WHAT YOU SHOULD DO:
From the entries that follow, copy every line with the word "plate".

Stored items:
==========
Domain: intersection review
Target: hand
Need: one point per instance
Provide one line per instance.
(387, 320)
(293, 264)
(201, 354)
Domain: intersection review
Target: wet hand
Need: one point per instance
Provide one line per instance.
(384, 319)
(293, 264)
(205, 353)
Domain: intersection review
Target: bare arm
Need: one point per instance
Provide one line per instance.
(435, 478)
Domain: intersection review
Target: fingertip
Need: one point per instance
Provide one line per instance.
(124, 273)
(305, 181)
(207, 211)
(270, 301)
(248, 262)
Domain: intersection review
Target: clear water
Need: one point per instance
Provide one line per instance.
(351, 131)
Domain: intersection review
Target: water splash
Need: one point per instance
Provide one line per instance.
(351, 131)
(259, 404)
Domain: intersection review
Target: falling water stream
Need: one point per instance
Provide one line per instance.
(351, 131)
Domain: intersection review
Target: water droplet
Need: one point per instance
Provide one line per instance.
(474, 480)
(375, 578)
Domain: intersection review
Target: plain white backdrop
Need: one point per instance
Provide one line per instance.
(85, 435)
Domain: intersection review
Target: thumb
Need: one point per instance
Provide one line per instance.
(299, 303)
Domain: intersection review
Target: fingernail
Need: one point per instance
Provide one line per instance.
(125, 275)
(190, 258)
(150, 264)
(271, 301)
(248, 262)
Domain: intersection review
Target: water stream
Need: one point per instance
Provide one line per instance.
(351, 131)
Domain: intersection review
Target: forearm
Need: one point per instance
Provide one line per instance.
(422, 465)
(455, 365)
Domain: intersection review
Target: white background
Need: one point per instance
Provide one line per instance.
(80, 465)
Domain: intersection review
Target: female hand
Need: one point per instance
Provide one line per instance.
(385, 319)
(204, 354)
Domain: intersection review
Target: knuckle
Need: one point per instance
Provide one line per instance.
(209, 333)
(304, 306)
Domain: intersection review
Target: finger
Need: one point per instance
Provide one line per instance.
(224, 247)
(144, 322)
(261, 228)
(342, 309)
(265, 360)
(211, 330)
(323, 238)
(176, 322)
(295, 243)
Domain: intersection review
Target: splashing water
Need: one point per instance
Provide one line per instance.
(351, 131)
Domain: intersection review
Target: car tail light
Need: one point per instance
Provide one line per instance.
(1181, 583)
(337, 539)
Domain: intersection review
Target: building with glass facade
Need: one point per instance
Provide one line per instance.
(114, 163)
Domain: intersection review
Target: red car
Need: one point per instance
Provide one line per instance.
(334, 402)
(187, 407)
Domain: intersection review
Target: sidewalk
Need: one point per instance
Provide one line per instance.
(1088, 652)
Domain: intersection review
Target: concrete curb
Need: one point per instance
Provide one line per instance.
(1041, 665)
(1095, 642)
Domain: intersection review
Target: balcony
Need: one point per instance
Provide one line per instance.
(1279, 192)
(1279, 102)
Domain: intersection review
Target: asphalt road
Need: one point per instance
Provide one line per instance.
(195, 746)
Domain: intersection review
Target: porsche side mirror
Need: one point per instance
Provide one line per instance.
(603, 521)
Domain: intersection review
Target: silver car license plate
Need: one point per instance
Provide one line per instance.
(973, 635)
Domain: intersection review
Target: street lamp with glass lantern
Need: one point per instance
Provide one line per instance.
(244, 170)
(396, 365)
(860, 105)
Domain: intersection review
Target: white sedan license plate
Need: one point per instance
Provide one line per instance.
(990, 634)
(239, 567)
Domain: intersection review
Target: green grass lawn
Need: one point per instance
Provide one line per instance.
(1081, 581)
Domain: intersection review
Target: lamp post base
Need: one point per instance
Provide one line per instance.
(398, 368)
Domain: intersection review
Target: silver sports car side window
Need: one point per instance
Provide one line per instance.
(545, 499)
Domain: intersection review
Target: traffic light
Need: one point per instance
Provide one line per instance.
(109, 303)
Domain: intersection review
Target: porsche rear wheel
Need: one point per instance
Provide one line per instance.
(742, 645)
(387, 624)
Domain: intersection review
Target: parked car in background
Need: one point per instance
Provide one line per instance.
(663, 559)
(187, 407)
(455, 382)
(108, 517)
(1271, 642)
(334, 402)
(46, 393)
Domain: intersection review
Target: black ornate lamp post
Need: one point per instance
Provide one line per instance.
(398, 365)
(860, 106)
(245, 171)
==========
TASK ANSWER:
Target: silver car license plate
Target: white sedan license plate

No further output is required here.